§ **THE REQUEST**
Transcribe the records below in full; pictures stay out of the copy.
>> begin INPUT
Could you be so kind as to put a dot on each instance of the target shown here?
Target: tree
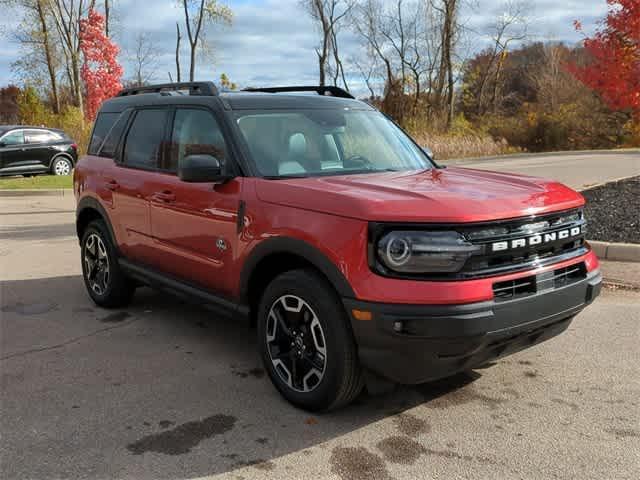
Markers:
(614, 67)
(329, 14)
(66, 16)
(178, 40)
(197, 15)
(9, 104)
(449, 12)
(144, 59)
(38, 62)
(101, 71)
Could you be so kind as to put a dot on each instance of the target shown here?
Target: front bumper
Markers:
(413, 344)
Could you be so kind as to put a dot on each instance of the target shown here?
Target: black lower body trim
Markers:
(181, 289)
(413, 344)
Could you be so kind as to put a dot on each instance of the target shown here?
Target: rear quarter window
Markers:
(102, 127)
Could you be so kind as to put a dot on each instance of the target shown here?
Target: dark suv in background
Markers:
(34, 150)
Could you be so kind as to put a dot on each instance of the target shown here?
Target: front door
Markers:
(12, 152)
(130, 181)
(195, 225)
(38, 147)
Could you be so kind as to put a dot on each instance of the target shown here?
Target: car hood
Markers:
(439, 195)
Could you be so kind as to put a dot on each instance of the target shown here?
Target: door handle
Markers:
(165, 196)
(112, 185)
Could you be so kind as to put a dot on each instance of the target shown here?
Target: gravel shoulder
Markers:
(613, 211)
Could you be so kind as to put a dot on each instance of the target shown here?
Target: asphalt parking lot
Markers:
(165, 390)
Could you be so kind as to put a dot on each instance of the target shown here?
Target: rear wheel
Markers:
(106, 283)
(306, 342)
(61, 166)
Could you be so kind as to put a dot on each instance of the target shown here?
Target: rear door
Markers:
(194, 225)
(129, 180)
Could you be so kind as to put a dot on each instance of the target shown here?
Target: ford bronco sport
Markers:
(318, 219)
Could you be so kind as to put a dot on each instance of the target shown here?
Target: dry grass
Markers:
(448, 146)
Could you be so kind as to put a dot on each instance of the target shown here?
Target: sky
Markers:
(272, 42)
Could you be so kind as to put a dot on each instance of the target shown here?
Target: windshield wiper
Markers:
(284, 177)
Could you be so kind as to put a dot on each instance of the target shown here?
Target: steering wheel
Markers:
(358, 161)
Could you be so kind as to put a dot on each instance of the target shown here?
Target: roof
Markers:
(272, 101)
(6, 128)
(238, 101)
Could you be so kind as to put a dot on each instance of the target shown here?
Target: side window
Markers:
(103, 124)
(14, 138)
(37, 136)
(195, 132)
(112, 141)
(143, 147)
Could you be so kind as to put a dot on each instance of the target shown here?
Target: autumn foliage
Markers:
(101, 72)
(614, 69)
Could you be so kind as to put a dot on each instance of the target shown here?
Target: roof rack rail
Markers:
(331, 90)
(206, 89)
>> end INPUT
§ **PROBLEM SOLUTION**
Could you be so kind as to put a dot on each instance of the target shown here?
Target: tree
Markers:
(614, 67)
(329, 14)
(66, 16)
(178, 40)
(197, 15)
(9, 104)
(449, 12)
(144, 59)
(38, 62)
(101, 71)
Could you be so kind as to put a dot on each instance of the target shown here?
Target: front bumper
Markers:
(413, 344)
Could you be so kind as to put a dot on each instance of the target shown here?
Target: black lower body trim
Markers:
(181, 289)
(413, 344)
Could you be so kind as to put a dot on each instance of the target shown here?
Target: rear quarter window
Markers:
(102, 127)
Could you be so kind as to put a dot on each instance of the target shown here?
Target: dark suv in background
Markers:
(34, 150)
Could you be so kind as to put a dot on each instance of the target shown here?
Target: front door
Markers:
(12, 152)
(130, 181)
(195, 225)
(38, 147)
Could you be so kind as to put a dot on each instance of the target shown here?
Target: car hood
Markers:
(439, 195)
Could you be so kind as to put a dot on each instance of the target shown here?
Target: door handle
Markers:
(165, 196)
(112, 185)
Could you be so kind as to put a dot on each instance of the target shown here?
Target: gravel shoulder
Markers:
(613, 211)
Could you be so kind as to put a dot on each instance of the target shown here?
Target: asphalt parking lot
Markers:
(165, 390)
Could you be so kind as to put a dot on each instance of the target shown here?
Target: rear wheel
Markers:
(106, 283)
(306, 342)
(61, 166)
Could you be so kind as to put a dot on each instance of the target shown here?
Target: rear door
Markers:
(194, 225)
(129, 180)
Could you be so kind as to put a dot on each instance of the target shown here?
Target: ford bronco sport
Markers:
(318, 219)
Could you be so kind as to put a dot on each instance of the target shown here?
Target: dry grass
Markers:
(448, 146)
Could you be so kind as to put a dot on each instance of the target shown here?
Target: sky
Markers:
(272, 42)
Could you be so kind as to put a dot on each instance of the target shown here?
Target: windshield wiper
Markers:
(284, 177)
Could you be so kind as to put a dot on each instance of the target shown here?
Target: steering wheel
Markers:
(358, 161)
Could you be so kind as to put a dot on each instance of the target shown here?
Target: roof
Markers:
(272, 101)
(6, 128)
(238, 101)
Could you be so kind as to put a dot on each instance of the target shown here?
Target: side window
Markers:
(103, 124)
(14, 138)
(37, 136)
(195, 132)
(112, 141)
(143, 147)
Could you be so kind as to put a dot on each instance of the target shown here?
Target: autumn foliage
Markers:
(101, 72)
(614, 69)
Could you be so kind as to put a dot on each instance of the target shown here?
Target: roof rack rail
Markers:
(331, 90)
(206, 89)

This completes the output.